• **Requisiti dell'esercizio**
Trascriva integralmente il brano sulle cure palliative, senza alcuna modifica.

• **Estratto**
------------------------------------------------

Il mio approdo alle cure palliative, dalla terapia intensiva e dalla chi­rurgia maggiore, è stato con VIDAS, cinque anni fa. Ed è stata una rivo­luzione, nella ricchezza del lavoro in équipe, che mette in comune tanti sguardi ma permette di restare persone. Ogni volta che si varca una soglia e si entra nel mondo privato che è una casa. Proprio lì, nella sua intimità, ho incontrato Viviana [di cui abbiamo raccontato la storia qui].

L’abbiamo curata, una o due visite a settimana, per due anni. Un periodo eccezionalmente lungo, dilatato dall’intensità di attraver­sare la sua disillusione, con l’abbandono delle terapie attive, e dal mio coinvolgimento nell’assistere una giovane donna con figli, per il fatto di esserlo a mia volta. Una delle bellezze delle cure palliative sta nel guardare anche la mia fatica, senza perdermi, ma con­servando la stessa forza d’animo verso i pazienti.

------------------------------------------------

• **Dati in ingresso**
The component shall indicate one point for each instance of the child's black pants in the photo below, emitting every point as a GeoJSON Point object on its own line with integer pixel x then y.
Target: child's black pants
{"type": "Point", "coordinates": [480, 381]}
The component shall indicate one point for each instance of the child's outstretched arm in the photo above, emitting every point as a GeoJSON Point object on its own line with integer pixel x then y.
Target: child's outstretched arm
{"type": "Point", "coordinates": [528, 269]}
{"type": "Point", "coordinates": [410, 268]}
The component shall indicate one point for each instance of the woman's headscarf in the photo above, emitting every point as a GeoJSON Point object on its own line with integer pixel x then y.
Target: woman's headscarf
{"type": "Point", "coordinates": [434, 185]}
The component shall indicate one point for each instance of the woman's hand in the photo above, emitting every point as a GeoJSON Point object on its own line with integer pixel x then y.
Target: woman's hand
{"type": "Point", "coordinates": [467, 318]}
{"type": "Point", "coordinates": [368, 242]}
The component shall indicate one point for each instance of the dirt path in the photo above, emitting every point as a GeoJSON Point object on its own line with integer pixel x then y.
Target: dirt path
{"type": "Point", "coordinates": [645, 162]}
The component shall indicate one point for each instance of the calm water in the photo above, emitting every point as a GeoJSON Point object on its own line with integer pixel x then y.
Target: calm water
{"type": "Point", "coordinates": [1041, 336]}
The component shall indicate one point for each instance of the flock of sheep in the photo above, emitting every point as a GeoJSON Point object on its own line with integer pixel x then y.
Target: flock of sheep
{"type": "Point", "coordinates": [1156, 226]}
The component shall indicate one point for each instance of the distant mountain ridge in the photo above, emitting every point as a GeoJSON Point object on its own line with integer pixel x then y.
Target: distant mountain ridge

------------------------------------------------

• **Risultato richiesto**
Il mio approdo alle cure palliative, dalla terapia intensiva e dalla chi­rurgia maggiore, è stato con VIDAS, cinque anni fa. Ed è stata una rivo­luzione, nella ricchezza del lavoro in équipe, che mette in comune tanti sguardi ma permette di restare persone. Ogni volta che si varca una soglia e si entra nel mondo privato che è una casa. Proprio lì, nella sua intimità, ho incontrato Viviana [di cui abbiamo raccontato la storia qui].

L’abbiamo curata, una o due visite a settimana, per due anni. Un periodo eccezionalmente lungo, dilatato dall’intensità di attraver­sare la sua disillusione, con l’abbandono delle terapie attive, e dal mio coinvolgimento nell’assistere una giovane donna con figli, per il fatto di esserlo a mia volta. Una delle bellezze delle cure palliative sta nel guardare anche la mia fatica, senza perdermi, ma con­servando la stessa forza d’animo verso i pazienti.